═══ Data
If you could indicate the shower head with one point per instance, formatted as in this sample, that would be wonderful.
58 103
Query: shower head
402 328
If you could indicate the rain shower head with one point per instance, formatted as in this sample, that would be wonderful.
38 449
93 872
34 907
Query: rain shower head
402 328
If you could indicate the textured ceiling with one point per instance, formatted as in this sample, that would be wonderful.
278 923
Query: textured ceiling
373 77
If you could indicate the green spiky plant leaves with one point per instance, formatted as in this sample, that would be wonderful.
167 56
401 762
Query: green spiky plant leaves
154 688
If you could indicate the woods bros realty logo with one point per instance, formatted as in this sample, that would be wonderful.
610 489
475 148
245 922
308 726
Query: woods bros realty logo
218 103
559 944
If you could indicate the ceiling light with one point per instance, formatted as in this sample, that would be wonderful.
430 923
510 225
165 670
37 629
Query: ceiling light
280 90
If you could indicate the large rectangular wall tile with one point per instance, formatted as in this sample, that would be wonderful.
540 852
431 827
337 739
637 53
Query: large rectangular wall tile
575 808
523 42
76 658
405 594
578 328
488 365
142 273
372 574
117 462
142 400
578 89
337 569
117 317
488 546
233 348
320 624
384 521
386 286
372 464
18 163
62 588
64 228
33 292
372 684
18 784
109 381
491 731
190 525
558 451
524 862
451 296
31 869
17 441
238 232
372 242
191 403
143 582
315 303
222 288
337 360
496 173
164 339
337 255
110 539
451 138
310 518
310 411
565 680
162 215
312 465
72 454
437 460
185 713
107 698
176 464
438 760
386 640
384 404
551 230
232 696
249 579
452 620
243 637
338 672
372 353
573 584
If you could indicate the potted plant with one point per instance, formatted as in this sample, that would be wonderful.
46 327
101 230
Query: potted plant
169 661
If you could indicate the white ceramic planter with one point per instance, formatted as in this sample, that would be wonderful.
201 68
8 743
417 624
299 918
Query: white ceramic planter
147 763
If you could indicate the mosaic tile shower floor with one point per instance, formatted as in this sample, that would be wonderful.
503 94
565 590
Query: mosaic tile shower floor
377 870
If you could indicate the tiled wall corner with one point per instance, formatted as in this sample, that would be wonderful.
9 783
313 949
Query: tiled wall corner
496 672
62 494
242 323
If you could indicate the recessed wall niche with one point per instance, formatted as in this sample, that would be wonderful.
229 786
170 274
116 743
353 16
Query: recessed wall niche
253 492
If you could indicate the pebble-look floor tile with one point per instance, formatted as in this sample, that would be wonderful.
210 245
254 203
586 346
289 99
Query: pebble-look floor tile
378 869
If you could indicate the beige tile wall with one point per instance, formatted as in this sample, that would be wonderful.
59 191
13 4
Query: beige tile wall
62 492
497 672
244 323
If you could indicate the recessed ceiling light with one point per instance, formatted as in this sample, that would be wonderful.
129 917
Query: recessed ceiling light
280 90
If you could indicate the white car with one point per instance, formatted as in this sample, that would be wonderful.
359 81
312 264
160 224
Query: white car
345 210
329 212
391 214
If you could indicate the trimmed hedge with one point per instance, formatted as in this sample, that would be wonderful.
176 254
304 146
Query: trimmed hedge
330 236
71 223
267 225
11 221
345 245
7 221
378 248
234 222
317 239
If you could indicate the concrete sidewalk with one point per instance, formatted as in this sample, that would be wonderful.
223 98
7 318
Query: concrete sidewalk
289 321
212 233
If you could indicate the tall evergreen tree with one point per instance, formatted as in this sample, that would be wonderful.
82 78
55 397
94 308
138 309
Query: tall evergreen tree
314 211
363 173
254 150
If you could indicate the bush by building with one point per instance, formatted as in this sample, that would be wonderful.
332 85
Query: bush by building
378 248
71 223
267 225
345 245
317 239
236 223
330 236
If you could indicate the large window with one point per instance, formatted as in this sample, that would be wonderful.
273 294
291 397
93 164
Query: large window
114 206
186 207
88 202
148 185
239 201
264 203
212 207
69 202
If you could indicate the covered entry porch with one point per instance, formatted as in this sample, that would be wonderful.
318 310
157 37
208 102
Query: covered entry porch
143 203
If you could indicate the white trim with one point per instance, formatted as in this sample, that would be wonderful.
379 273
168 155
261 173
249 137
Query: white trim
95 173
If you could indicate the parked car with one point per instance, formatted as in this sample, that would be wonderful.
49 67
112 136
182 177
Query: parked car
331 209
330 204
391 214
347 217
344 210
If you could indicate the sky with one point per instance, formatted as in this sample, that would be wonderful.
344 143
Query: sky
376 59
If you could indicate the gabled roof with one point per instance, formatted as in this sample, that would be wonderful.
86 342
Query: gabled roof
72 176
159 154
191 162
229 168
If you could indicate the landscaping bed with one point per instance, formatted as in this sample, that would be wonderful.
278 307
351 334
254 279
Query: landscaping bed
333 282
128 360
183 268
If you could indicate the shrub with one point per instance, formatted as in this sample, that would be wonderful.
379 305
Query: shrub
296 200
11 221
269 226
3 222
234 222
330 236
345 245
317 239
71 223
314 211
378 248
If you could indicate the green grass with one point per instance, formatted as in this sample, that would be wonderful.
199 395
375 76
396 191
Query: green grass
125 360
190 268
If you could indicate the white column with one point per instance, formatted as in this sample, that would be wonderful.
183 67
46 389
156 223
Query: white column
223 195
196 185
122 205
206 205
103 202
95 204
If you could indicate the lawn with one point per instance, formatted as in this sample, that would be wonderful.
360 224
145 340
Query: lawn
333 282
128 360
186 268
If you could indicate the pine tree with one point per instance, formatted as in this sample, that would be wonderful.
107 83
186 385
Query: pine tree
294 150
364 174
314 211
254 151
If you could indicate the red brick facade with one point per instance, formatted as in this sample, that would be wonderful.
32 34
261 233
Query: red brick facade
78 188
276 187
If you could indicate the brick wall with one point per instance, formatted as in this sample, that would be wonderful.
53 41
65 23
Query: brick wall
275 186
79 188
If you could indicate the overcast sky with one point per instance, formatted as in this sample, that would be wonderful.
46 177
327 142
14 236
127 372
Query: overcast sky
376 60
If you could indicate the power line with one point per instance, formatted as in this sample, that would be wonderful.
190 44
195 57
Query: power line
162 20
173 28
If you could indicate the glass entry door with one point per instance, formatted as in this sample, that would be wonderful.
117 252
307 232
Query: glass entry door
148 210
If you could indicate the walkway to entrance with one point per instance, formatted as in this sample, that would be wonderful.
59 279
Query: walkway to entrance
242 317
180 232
══════
═══ Data
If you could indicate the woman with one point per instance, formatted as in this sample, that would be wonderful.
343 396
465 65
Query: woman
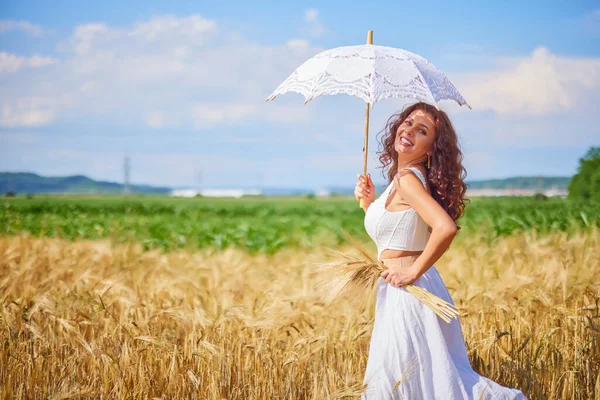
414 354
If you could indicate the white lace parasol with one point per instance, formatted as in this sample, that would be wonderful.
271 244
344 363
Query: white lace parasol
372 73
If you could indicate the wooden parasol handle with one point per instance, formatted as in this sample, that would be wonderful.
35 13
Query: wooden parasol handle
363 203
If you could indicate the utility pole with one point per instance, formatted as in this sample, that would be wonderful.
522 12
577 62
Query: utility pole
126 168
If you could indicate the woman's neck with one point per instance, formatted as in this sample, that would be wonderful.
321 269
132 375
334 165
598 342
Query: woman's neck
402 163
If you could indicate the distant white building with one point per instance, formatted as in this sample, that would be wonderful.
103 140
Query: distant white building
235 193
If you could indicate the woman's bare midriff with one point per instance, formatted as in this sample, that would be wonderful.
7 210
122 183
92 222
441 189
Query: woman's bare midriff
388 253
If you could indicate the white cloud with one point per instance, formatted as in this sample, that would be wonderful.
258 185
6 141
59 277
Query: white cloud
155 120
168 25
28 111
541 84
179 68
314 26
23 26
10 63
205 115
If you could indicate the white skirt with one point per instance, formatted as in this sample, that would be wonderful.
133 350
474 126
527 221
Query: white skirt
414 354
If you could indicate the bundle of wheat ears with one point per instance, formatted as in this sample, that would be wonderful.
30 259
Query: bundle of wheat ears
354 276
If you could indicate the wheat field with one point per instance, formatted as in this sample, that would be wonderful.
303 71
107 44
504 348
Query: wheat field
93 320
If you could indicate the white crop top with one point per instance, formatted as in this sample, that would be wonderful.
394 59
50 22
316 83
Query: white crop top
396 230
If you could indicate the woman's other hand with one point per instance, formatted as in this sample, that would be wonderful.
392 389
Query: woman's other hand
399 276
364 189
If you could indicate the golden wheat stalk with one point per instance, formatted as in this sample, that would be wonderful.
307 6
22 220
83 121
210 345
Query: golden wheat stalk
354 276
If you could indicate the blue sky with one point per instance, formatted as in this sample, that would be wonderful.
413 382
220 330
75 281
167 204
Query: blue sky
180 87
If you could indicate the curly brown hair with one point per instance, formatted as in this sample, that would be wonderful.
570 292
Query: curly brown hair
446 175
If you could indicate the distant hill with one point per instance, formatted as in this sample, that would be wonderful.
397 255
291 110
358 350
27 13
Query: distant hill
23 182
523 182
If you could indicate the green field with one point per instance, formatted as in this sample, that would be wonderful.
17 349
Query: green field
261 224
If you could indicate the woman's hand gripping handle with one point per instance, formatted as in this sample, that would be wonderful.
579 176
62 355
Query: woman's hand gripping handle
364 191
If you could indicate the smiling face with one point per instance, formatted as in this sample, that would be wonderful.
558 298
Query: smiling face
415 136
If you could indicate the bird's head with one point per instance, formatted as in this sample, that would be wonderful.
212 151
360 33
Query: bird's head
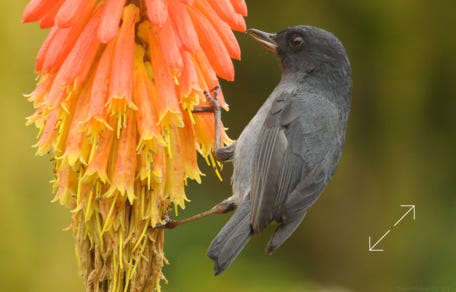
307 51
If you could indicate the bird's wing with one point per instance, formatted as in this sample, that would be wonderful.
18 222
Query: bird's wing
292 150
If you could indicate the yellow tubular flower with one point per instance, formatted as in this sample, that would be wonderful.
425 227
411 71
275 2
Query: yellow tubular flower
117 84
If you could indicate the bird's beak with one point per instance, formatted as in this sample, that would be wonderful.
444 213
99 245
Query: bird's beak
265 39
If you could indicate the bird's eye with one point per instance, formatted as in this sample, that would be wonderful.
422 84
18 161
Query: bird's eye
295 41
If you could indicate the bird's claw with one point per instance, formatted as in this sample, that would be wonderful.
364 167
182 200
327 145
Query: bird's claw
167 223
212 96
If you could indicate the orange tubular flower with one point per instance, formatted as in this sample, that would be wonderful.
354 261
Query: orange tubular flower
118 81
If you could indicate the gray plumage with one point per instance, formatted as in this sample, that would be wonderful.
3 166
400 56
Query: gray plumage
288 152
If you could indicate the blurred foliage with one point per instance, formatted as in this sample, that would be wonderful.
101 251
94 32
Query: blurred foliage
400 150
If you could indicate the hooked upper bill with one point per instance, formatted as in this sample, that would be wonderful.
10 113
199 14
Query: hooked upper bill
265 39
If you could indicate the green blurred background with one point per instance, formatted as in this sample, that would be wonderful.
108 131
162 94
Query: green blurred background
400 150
══════
═══ Data
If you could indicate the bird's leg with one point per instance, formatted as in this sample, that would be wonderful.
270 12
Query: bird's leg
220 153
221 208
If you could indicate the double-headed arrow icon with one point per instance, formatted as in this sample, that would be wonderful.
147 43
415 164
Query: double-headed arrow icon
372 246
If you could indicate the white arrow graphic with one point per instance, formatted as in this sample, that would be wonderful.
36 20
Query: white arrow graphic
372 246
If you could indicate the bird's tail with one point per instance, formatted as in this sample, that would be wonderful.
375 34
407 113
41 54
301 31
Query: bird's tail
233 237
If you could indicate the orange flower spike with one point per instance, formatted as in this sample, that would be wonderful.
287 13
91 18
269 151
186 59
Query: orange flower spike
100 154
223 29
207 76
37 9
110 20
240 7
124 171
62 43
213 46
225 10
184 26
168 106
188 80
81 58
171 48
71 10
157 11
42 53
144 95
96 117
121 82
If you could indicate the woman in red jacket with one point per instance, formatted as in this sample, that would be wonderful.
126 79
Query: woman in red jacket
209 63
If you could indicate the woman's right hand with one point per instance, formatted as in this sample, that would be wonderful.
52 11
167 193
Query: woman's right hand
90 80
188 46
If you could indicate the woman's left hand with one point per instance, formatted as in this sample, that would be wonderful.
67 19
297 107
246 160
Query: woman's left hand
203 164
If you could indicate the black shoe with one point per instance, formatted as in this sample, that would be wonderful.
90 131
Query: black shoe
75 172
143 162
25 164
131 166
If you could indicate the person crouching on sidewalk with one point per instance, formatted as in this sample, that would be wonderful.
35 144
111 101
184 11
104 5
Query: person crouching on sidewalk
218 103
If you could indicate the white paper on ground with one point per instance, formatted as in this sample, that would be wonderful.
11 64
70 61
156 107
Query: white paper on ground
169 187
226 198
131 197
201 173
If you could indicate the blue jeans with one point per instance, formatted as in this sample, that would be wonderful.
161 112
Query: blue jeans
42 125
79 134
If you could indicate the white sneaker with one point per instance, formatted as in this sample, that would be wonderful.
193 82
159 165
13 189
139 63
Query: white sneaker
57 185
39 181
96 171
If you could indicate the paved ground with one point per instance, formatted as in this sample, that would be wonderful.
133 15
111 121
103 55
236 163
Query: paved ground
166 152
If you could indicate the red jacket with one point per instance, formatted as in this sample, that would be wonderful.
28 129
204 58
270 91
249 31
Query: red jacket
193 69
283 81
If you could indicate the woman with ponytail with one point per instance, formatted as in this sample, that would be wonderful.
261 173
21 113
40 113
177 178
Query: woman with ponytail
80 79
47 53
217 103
══════
Return word for word the lines above from the line with "If you could indicate the shower" to the line with "If you could indicate the large rectangular", including both and leaving out all others.

Output of the exercise:
If you could indicate the shower head with one point per instance, formatted as in this sample, that would be wonderful.
58 103
Query: shower head
402 328
If you could indicate the rain shower head with one point per instance, formatted as in this sample, that would be wonderful.
38 449
93 872
34 907
Query: rain shower head
402 328
If you could indicate the textured ceiling with one point per instance, formatted as in this sample, that would be wonderful.
278 923
Query: textured ceiling
373 77
If you could indicate the green spiky plant leaves with one point per instance, formatted as in this sample, that would be wonderful.
167 56
401 762
Query: green spiky plant leaves
154 688
If you could indicate the woods bros realty logo with one point per instance, formatted as in this sample, that would be wonderful.
610 489
475 148
245 922
308 726
Query: woods bros realty logo
218 103
559 944
If you could indicate the ceiling light with one point per instance, formatted as in this sample, that would be wonderful.
430 923
510 225
165 670
37 629
Query: ceiling light
280 90
If you could indicate the large rectangular wall tile with one point per instance, formatted as in this sample, that would be wonderful.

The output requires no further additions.